§ **What is required**
Give every entry again, unchanged, and leave its images out.

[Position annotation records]
-.-.-

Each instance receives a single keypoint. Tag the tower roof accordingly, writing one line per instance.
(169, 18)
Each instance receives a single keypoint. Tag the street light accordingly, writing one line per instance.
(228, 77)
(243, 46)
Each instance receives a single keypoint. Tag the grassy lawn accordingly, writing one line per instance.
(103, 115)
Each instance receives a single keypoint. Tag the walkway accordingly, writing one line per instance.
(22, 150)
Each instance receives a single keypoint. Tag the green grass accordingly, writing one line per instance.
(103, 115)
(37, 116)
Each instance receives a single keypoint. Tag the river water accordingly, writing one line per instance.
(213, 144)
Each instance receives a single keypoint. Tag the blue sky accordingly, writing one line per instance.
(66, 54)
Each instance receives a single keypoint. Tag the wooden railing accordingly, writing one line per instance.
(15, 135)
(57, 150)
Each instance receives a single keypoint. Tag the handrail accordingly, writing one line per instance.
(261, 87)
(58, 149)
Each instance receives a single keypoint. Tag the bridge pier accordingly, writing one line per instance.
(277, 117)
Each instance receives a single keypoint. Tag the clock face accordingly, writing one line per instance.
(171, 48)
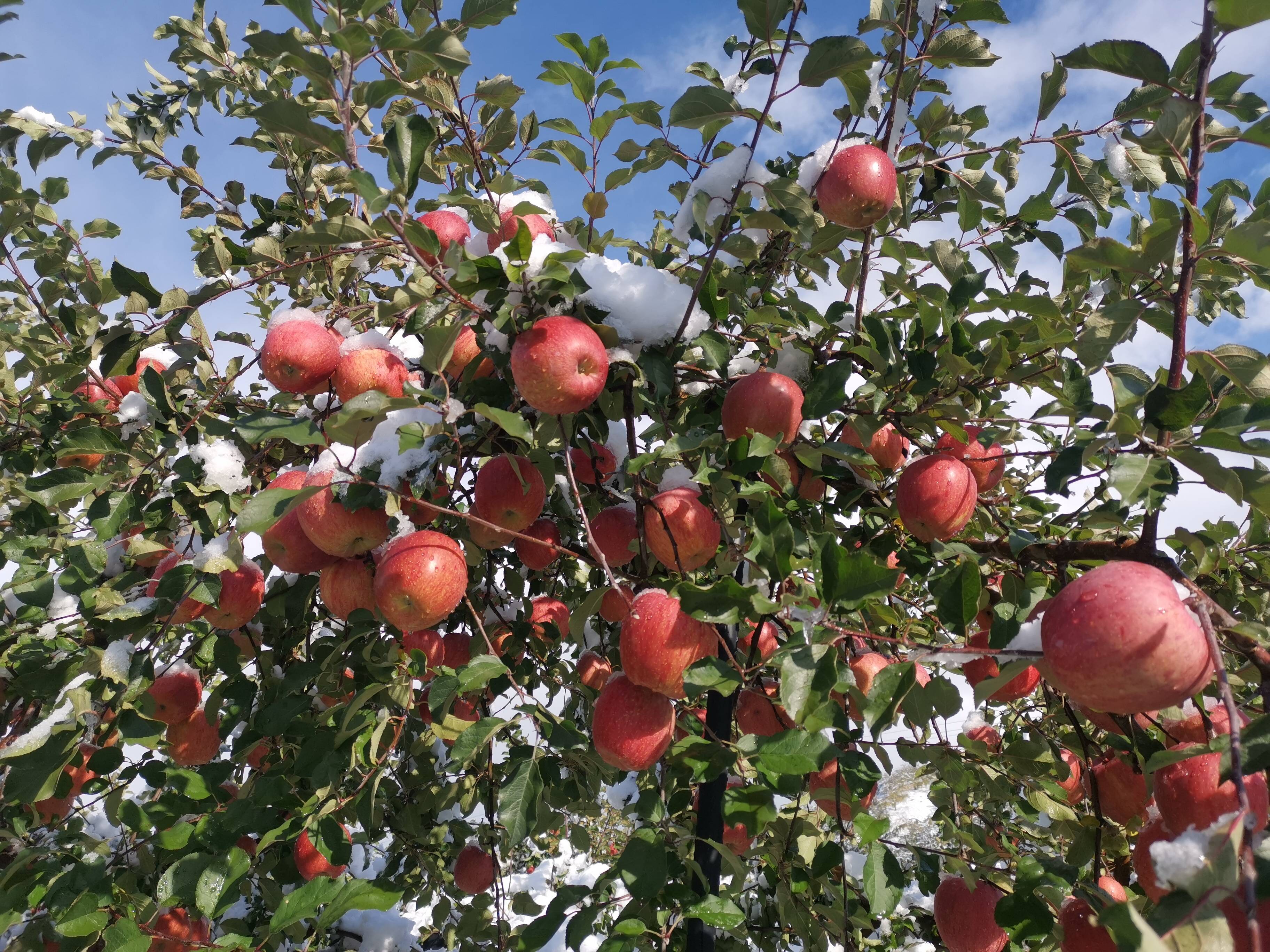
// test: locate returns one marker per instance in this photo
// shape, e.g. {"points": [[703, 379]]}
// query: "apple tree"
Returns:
{"points": [[484, 518]]}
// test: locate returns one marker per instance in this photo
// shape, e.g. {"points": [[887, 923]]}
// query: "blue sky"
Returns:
{"points": [[83, 51]]}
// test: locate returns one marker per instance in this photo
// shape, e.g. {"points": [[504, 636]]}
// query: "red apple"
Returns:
{"points": [[758, 714], [242, 595], [194, 742], [347, 586], [177, 692], [594, 669], [131, 382], [835, 796], [983, 668], [858, 190], [966, 919], [936, 497], [559, 365], [888, 446], [450, 230], [285, 542], [333, 529], [429, 642], [680, 515], [1072, 785], [510, 493], [468, 350], [1152, 832], [539, 555], [104, 399], [188, 610], [632, 727], [768, 643], [1189, 793], [1192, 728], [549, 610], [1080, 935], [987, 464], [1121, 640], [617, 603], [864, 669], [369, 368], [660, 642], [764, 403], [299, 356], [173, 931], [592, 466], [422, 579], [986, 734], [1122, 790], [615, 531], [310, 864], [510, 225], [474, 870]]}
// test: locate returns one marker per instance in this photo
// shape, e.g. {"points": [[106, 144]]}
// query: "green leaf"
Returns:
{"points": [[774, 540], [1123, 57], [850, 579], [1237, 14], [718, 912], [1105, 331], [304, 902], [808, 674], [130, 282], [703, 106], [538, 934], [125, 936], [486, 13], [356, 421], [515, 425], [1250, 241], [1176, 409], [961, 46], [643, 865], [291, 119], [357, 894], [957, 595], [1138, 478], [474, 739], [883, 880], [832, 56], [265, 426], [267, 507], [61, 485], [338, 230], [519, 801], [407, 143], [711, 674], [1053, 88], [764, 17], [829, 390], [218, 884]]}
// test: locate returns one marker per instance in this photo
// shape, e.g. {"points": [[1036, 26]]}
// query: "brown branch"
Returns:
{"points": [[741, 182]]}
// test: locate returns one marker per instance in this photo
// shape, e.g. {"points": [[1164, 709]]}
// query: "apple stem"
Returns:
{"points": [[1088, 764], [582, 515], [1248, 866]]}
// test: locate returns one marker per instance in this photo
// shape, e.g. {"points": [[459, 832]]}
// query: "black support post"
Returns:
{"points": [[701, 937]]}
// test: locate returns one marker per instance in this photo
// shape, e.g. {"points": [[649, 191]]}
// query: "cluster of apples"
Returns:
{"points": [[103, 397]]}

-.-.-

§ **Response**
Each instance receives a single keypoint. Tag the tower roof accordingly, writing one line per instance.
(169, 18)
Each instance receives a single keypoint. Tag the street light accordingly, writing one line per instance.
(228, 77)
(243, 46)
Each instance receives a single keypoint. Tag the grassy lawn accordingly, writing one line per instance.
(103, 115)
Each instance receives a single keypoint. Tag the walkway accordingly, writing one line per instance.
(22, 150)
Each instance receives a single keypoint. Tag the green grass accordingly, writing one line per instance.
(103, 115)
(37, 116)
Each instance receives a single keypoint. Tag the river water accordingly, writing one line per instance.
(213, 144)
Each instance receives a single keypoint. Tag the blue sky accordingly, writing one line per instance.
(66, 54)
Each instance receives a single keypoint. Tag the wooden railing accordingly, writing one line per instance.
(15, 135)
(57, 150)
Each instance receives a single keypoint. Tag the handrail accordingly, writing one line per instance.
(261, 87)
(58, 149)
Each instance receives a single keypoint. Tag the bridge pier accordingly, writing one line per instance.
(277, 117)
Each instance receives a single keypoint. Tag the clock face accordingly, writing one line per instance.
(171, 48)
// test: locate returns one marker per instance in this photo
// shape, e.g. {"points": [[703, 379]]}
// query: "apple tree"
Returns:
{"points": [[484, 518]]}
// test: locate returns one marker per instance in this photo
// shape, e.g. {"points": [[887, 923]]}
// query: "blue sky"
Returns:
{"points": [[83, 51]]}
// test: locate returns one marker per instance in this photo
// shape, e.g. {"points": [[504, 636]]}
// query: "red apple"
Returns:
{"points": [[758, 714], [242, 595], [194, 742], [347, 586], [177, 692], [594, 669], [131, 382], [835, 796], [983, 668], [858, 190], [966, 919], [936, 497], [559, 365], [888, 446], [450, 230], [285, 542], [333, 529], [429, 642], [680, 515], [1072, 785], [510, 493], [468, 350], [1152, 832], [539, 555], [104, 399], [188, 610], [632, 727], [768, 643], [1189, 793], [1192, 728], [549, 610], [1080, 935], [987, 464], [1121, 640], [617, 603], [864, 669], [369, 368], [660, 642], [764, 403], [299, 356], [173, 931], [592, 466], [422, 579], [986, 734], [1122, 790], [615, 531], [310, 864], [510, 225], [474, 870]]}
// test: locate returns one marker per instance in this photo
// shape, e.g. {"points": [[106, 144]]}
// query: "green leaf"
Returns:
{"points": [[774, 540], [1123, 57], [850, 579], [1237, 14], [718, 912], [1105, 331], [304, 902], [808, 674], [130, 282], [703, 106], [538, 934], [125, 936], [486, 13], [356, 421], [515, 425], [1250, 241], [1176, 409], [961, 46], [643, 865], [291, 119], [357, 894], [957, 595], [1138, 478], [474, 739], [883, 880], [832, 56], [265, 426], [267, 507], [61, 485], [338, 230], [519, 801], [407, 143], [711, 674], [1053, 88], [764, 17], [829, 390], [218, 884]]}
// test: locate returns one marker per instance in this photo
// shape, e.g. {"points": [[1036, 26]]}
// query: "brown branch"
Returns:
{"points": [[741, 182]]}
// test: locate returns one marker per instance in this photo
// shape, e.g. {"points": [[1164, 709]]}
// query: "apple stem"
Returns:
{"points": [[1088, 764], [582, 515], [1248, 866]]}
// test: locate returns one marker per instance in this photo
// shape, e.g. {"points": [[459, 832]]}
// query: "black support post"
Returns:
{"points": [[701, 937]]}
// test: locate returns one marker per instance in this photo
// shape, e.g. {"points": [[649, 191]]}
// query: "cluster of apples"
Returns:
{"points": [[103, 397]]}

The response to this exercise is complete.